• Goal of the exercise:
The entries need to be copied exactly.

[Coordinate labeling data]
########################################

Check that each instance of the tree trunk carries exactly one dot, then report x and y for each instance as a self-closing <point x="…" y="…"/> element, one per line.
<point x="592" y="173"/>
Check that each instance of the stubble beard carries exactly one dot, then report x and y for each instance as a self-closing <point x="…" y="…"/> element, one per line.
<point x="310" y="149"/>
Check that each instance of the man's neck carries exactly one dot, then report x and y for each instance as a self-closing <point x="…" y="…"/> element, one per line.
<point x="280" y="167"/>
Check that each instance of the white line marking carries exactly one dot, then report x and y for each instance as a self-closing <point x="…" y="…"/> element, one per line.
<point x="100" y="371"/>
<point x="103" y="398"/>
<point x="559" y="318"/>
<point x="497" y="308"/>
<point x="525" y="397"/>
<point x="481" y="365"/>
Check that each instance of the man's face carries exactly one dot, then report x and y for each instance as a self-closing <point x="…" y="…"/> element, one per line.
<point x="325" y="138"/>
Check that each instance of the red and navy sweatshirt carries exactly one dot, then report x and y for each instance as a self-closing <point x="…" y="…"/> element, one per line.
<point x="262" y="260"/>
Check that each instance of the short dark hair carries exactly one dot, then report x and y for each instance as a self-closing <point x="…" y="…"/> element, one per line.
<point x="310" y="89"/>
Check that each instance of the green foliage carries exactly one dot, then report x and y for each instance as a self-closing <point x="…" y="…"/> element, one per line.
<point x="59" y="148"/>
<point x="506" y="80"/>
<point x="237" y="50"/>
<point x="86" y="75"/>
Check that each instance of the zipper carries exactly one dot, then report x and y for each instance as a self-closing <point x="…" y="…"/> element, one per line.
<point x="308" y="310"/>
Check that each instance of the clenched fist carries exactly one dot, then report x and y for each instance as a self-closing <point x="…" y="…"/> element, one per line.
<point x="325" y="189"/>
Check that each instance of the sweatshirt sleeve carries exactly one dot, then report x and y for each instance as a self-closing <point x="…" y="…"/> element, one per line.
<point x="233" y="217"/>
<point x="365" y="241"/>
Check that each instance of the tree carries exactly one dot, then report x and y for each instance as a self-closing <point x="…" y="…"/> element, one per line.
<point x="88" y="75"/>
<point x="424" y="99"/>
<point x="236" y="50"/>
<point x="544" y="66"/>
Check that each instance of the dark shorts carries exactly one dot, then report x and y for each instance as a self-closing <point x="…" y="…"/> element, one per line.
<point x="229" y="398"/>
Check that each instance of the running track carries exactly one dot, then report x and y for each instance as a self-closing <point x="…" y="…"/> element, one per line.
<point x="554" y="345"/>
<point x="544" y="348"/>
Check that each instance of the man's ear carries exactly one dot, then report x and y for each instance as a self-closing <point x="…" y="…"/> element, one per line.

########################################

• Task response:
Check that each instance of the tree trunk carries exactly one dot, then report x and y for each instance as a self-closing <point x="…" y="…"/> element, one per line.
<point x="592" y="173"/>
Check that each instance of the stubble beard carries exactly one dot, then report x and y for each instance as a self-closing <point x="…" y="…"/> element, one per line.
<point x="310" y="149"/>
Check that each instance of the man's neck carries exactly one dot, then report x and y for each instance as a self-closing <point x="…" y="…"/> element, one per line.
<point x="280" y="167"/>
Check that each instance of the white line marking carries exactly one dot, then report x and y for each instance as a self-closing <point x="…" y="…"/> element, one per line.
<point x="100" y="371"/>
<point x="103" y="398"/>
<point x="559" y="318"/>
<point x="497" y="308"/>
<point x="525" y="397"/>
<point x="481" y="365"/>
Check that each instance of the man's face carries exactly one dot, then report x and y for each instance as a self-closing <point x="…" y="…"/> element, one per line.
<point x="325" y="138"/>
Check that each instance of the red and navy sweatshirt carries exactly one dot, then report x and y for each instance as a self-closing <point x="…" y="…"/> element, one per line.
<point x="262" y="260"/>
Check that each instance of the short dark hair carries exactly one dot, then report x and y for each instance as a self-closing <point x="…" y="…"/> element, one per line.
<point x="310" y="89"/>
Check that each instance of the green foliage carries exactly one dot, then report x and y for each instance as a self-closing <point x="…" y="…"/> element, one per line.
<point x="59" y="148"/>
<point x="506" y="80"/>
<point x="237" y="50"/>
<point x="86" y="75"/>
Check that each instance of the zipper carries exactly one dot, then report x and y for each instance as a self-closing <point x="…" y="…"/> element, one per line.
<point x="308" y="310"/>
Check that each instance of the clenched fist carries exactly one dot, then report x and y for each instance as a self-closing <point x="…" y="…"/> element, one per line.
<point x="325" y="189"/>
Check that each instance of the sweatshirt sleeve carries exactly one dot, then report x and y for each instance as a self-closing <point x="…" y="…"/> element, one per line.
<point x="233" y="217"/>
<point x="365" y="241"/>
Check that each instance of the tree carries exactly one dot, then report x and y for each instance as a self-closing <point x="…" y="…"/> element, one per line.
<point x="88" y="75"/>
<point x="424" y="99"/>
<point x="236" y="50"/>
<point x="544" y="66"/>
Check that each instance of the dark shorts carries exactly one dot, then report x and y for each instance as a self-closing <point x="…" y="…"/> element, one per line.
<point x="229" y="398"/>
Check that each instance of the running track carries exactly one dot, then report x and y for each instance as a self-closing <point x="…" y="…"/> element, one per line.
<point x="554" y="345"/>
<point x="544" y="348"/>
Check that each instance of the man's ear carries exactly one dot, then report x and y for each instance as a self-closing <point x="…" y="…"/> element, one per line.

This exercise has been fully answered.